Continue the patent description of the sliding-disk table game, starting right after its last sentence.

EXTRACT PROVIDED:

______

|Publication number||US4283054 A|
|Application number||US 06/076,933|
|Publication date||Aug 11, 1981|
|Filing date||Sep 19, 1979|
|Priority date||Sep 19, 1978|
|Publication number||06076933, 076933, US 4283054 A, US 4283054A, US-A-4283054, US4283054 A, US4283054A|
|Inventors||Gianfranco Patella, Luciano Patella|
|Original Assignee||Gianfranco Patella, Luciano Patella|
|Export Citation||BiBTeX, EndNote, RefMan|
|Patent Citations (8), Referenced by (13), Classifications (7)|
|External Links: USPTO, USPTO Assignment, Espacenet|
The disclosed invention relates to a playing board and playing pieces for sliding across the surface of the playing board to knock other pieces of the game into playing board pockets for scoring.
The present invention relates to a table game, and more particularly to a table game of the type comprising a flat playing area presenting a smooth sliding surface onto which there can slide disks impelled by the players. The playing area is preferably rectangular, and it is delimited by four longitudinal ledges serving as cushions, so that the disks, impelled by the players, may strike and rebound from the ledges and against one another. Also, preferably, the playing area presents in its corners, pockets which are capable of receiving the sliding disks, in the same manner as the pockets provided in a billiards table. Depending on the type of game, the playing area will be provided with suitable markings, such as lines, circles and dots.

______

DATASET SECTION:
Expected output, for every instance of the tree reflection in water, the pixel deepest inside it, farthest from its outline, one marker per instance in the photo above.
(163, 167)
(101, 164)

______

RIGHT ANSWER:
Accordingly, the disks (which are usually made of hard plastic) present on their bottom side, which is the side intended to come into contact with the sliding surface of the playing area, a plurality of orderly arranged circular projections, each projection terminating with a concave imprint with the concavity directed downwardly, so that the actual contact between the bottom side of each disk and the sliding surface is substantially established by the circular edges of the concave imprints. By this arrangement, it has been found that the friction of the disks moving on the sliding surface is greatly reduced, and therefore the said disks will slide more quickly and easily with reduced consumption both of the disks and of the sliding surface.
According to another characterizing feature of the invention, it has been found that the friction between the disks and the sliding surface can be further reduced, by providing, in the projection located at the center of the disk, a point which projects slightly beyond the plane defined by the circular edge of the concavity of the said projection.
Still according to another feature of the invention, the sliding surface of the playing area is obtained by coating the playing area with a hard, smooth, transparent plastic material. In this manner, while the markings provided on the playing area are visible, they are protected from the wear due to the disks sliding thereon, and by suitably choosing the type of plastic coating, the coefficient of friction between the disks and the sliding surface can be further reduced.
The above and other features of the invention, and the advantages deriving therefrom, will appear evident from the following detailed description of a preferred embodiment, made with reference to the attached drawings.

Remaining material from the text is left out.